### Required tasks
• a. Summarize the Essid Cabinet passage in two sentences.
• b. Please reproduce everything in the Essid Cabinet passage from "- Successor: Chahed" down to "the Islamist Ennahda.", word for word.

Document segment section start

People and organisations
- Head of state: Beji Caid Essebsi
- Head of government: Habib Essid
- Total no. of members: 42 (incl. Prime Minister)
- Member parties: Independent, Nidaa Tounes, Ennahda, UPL, Afek Tounes
- Status in legislature: Unity government

History
- Election: 2014 Tunisian parliamentary election
- Legislature term: I legislature (2014-2019)
- Predecessor: Jomaa Cabinet (2014–2015)
- Successor: Chahed Cabinet (2016–2020)

= Essid Cabinet =

The cabinet of Tunisian Head of Government Habib Essid was approved on 5 February 2015 by a majority of 166 of total 217 legislators of Tunisia's Assembly of the Representatives of the People. The unity government consists of 27 ministers and 14 secretaries of state and includes independents, members of Nidaa Tounes, the two liberal parties Free Patriotic Union (UPL) and Afek Tounes, and a member of the Islamist Ennahda.

Essid's first proposal, a minority government of just Nidaa Tounes and the UPL, he had brought forward on 23 January, was retracted after facing enough resistance not to be approved by a parliamentary majority.

Document segment section end
Excerpted records section start

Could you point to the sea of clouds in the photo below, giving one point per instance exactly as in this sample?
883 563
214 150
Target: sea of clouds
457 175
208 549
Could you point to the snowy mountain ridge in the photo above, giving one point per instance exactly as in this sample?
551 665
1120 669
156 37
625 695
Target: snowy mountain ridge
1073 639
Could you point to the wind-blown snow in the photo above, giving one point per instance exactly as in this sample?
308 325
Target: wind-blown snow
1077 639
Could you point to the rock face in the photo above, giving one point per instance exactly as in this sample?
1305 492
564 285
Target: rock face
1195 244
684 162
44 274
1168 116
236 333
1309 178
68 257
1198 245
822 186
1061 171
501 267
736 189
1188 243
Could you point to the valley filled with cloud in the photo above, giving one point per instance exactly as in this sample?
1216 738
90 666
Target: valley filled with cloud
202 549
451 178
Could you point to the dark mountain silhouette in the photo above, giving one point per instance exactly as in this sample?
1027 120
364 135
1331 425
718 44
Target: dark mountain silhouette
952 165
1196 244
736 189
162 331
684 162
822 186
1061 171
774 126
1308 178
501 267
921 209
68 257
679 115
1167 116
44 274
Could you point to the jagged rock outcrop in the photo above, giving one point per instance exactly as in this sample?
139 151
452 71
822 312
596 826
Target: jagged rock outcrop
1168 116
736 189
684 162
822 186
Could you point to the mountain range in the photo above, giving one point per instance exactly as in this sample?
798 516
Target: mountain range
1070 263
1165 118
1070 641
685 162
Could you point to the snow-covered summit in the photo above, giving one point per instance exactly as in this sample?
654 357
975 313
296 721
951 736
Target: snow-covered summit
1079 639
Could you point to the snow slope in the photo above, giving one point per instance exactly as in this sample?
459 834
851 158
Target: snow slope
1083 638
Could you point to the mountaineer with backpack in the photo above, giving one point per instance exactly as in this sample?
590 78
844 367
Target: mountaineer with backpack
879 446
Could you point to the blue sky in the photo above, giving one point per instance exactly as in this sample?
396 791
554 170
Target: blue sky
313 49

Excerpted records section end

### Written responses
• a. The cabinet of Tunisian Head of Government Habib Essid was approved on 5 February 2015 by 166 of the 217 legislators of the Assembly of the Representatives of the People, after his first proposal, a minority government of Nidaa Tounes and the UPL brought forward on 23 January, was retracted because it faced too much resistance to win a parliamentary majority. The unity government has 27 ministers and 14 secretaries of state and includes independents, members of Nidaa Tounes, the liberal parties UPL and Afek Tounes, and a member of the Islamist Ennahda.

• b.
- Successor: Chahed Cabinet (2016–2020)

= Essid Cabinet =

The cabinet of Tunisian Head of Government Habib Essid was approved on 5 February 2015 by a majority of 166 of total 217 legislators of Tunisia's Assembly of the Representatives of the People. The unity government consists of 27 ministers and 14 secretaries of state and includes independents, members of Nidaa Tounes, the two liberal parties Free Patriotic Union (UPL) and Afek Tounes, and a member of the Islamist Ennahda.